====== Selected passage

# My Personal Experience with M-Sten at 40 mg Daily



## Mike Arnold (Apr 4, 2014)

Until recently, it had been a while since I used M-sten...over a year. The only reason I took a break from stuff like M-sten, Dimethazine, SD, etc is because I had been using them for years and just wanted to change things up. For the last few oral runs, I was using Anadrol at 50-100 mg per day and the results were good, but a couple weeks ago I decided to use M-sten as my sole oral at 40 mg per day. So, I dropped the 50 mg of Anadrol I was using and started M-sten at 40 mg daily in split dosages.

Holy shit! I was expecting to lose at least a little muscle size, considering that Anadrol is pretty good for muscle fullness. Not only did I not lose any size at all, but my physique changed dramatically for the better in just 2 weeks. My physique got much harder, drier, and denser. My muscles were just as full and even tighter...and I immediately started adding strength. I had forgotten just how strong this stuff actually is....and taking some time off no doubt resensitized me to the effects of the drug. M-Sten is certainly the superior growth & strength drug when compared on a mg per mg basis...for me and many other people. Any steroid that makes you look better, makes you stronger, makes you feel better, and causes more legitimate muscle growth is the superior drug. M-Sten is the superior drug. 

Keep in mind that a steroid like Anandrol causes a LOT of intramuscular water retention. Since this water is in the muscle and not under the skin (although Anadrol does cause some sub-q water retention as well) it looks like muscle tissue, but it is not. This is why people deflate so quickly when they go off Drol', even though they often continue using other steroids. At least half the gains you recieve with Anadrol are not gains at all--it is a deceptive drug. Don't get me wrong, I like Anadrol. I think its great, but it is NOT as strong as M-sten...and it sure as hell doesn't make you look anywhere near as good.

I also noticed that M-Sten is better for muscle endurance than Anadrol--you can keep pushing long after you normally would've failed. M-Sten is one of the best orals I have ever used, especially at a more effective dosage of 40 mg daily. Think about D-bol for a second--how many guys think it is a good drug? A lot, but how how many would still like it if they had never used more than 20 mg a day? Not nearly as many. It just wouldn't work that well. Well, it's the same way with M-Sten. M-Sten works MUCH better at 20 mg daily than D-bol does at an equivalent dose, which is why good results can still be achieved at such a low dosage, but just like any other oral, if you want to experience everything the drug has to offer, you need to use a more effective dose. 40 mg per day provides amazing gains and dramatic visual changes to your physique within a short period of time. You will get hard, dense, and dry similar to a cutting steroid, while simultaneously adding the muscle fiber and strength of the most potent mass-builders. You get the best of both worlds. M-Sten is a great drug.

============
====== Source material

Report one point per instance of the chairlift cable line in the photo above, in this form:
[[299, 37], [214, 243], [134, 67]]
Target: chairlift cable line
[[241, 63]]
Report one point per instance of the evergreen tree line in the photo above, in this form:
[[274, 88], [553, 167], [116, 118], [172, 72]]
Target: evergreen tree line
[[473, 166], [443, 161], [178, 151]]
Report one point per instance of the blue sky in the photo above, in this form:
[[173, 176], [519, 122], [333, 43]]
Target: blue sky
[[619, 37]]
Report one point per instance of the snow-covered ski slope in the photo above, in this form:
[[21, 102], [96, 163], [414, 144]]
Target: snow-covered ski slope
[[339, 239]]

============
====== Source material

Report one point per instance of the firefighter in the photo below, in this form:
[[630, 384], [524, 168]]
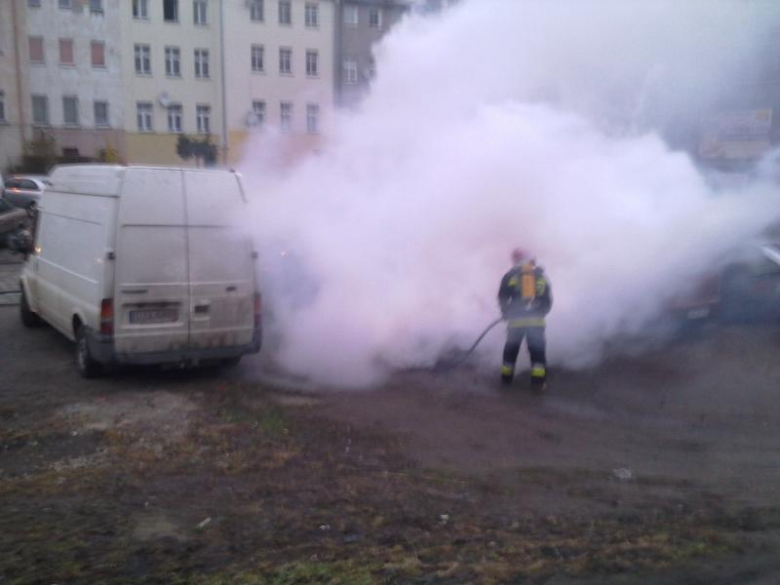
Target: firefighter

============

→ **Your objective**: Continue the forum post about using M-Sten at 40 mg daily, starting right after its last sentence. The data above has nothing to do with the M-Sten forum post.

→ **Answer to this exercise**:
----------



## devildogusmc (Apr 4, 2014)

How is it with blood pressure?
Liver toxicity?


----------



## spinyvegeta (Apr 4, 2014)

I ran at 40mg for almost 7 weeks with dmz at 50mg added in after a week. Msten is incredible. Its became kinda lost recently but 2 years ago everyone was afraid of it. It was the only oral that running tudca during was a must. Now no one wants it. Great lean dry gains with crazy strength. My favorite overall. Low sides and high gains, what more could you ask for?


----------



## Patmuscle (Apr 4, 2014)

doesnt have super dmz 3.0 msten in it?


----------



## spinyvegeta (Apr 4, 2014)

Yep


----------



## mattsilf (Apr 5, 2014)

M-sten is next on my list. Ive ran DMZ 2.0, haven't tried the 3.0 yet. Is the M-sten more powerful than the DMZ 2.0? How do the side effects compare?


----------



## spinyvegeta (Apr 5, 2014)

Msten has very few sides but very manageable.  Once you throw other methyls in, like in Sdmz3.0 and 2.0, it becomes stronger with more sides. I ran Sdmz3.0 for 6 weeks without any incident


----------



## theCaptn' (Apr 5, 2014)

spinyvegeta said:


> Msten has very few sides but very manageable.  Once you throw other methyls in, like in Sdmz3.0 and 2.0, it becomes stronger with more sides. I ran Sdmz3.0 for 6 weeks without any incident



When you say without incident, you got bloods and LF and Lipids were in range?


----------



## spinyvegeta (Apr 5, 2014)

They were out but barely and I didn't run cycle support. Was a personal experiment


----------



## theCaptn' (Apr 5, 2014)

spinyvegeta said:


> They were out but barely and I didn't run cycle support. Was a personal experiment



Thanks spiny, good to hear - I've got some SDMZ 2 or 3 I'm considering adding in shortly.


----------



## spinyvegeta (Apr 5, 2014)

I was afraid of the 3.0 simply for the fact alpha kicked my ass solo but I had a great run


----------



## Lost Grizzly (Apr 5, 2014)

I ran M-Sten about a year ago and got the best results of any oral that I have taken.  Within 1-2 weeks my strength went up fast and gained size as well.  

M-Sten was my third ever oral cycle and I have never ran AAS as a cycle.  I an curently taking test c as HRT and love it, but the M-Sten was a better fast gain quick where as my HRT is for the long haul slow and steady.  

Maybe this summer I will consider adding M-Sten to my HRT for a short burst.  I like to live dangerously on the edge.


----------



## spinyvegeta (Apr 5, 2014)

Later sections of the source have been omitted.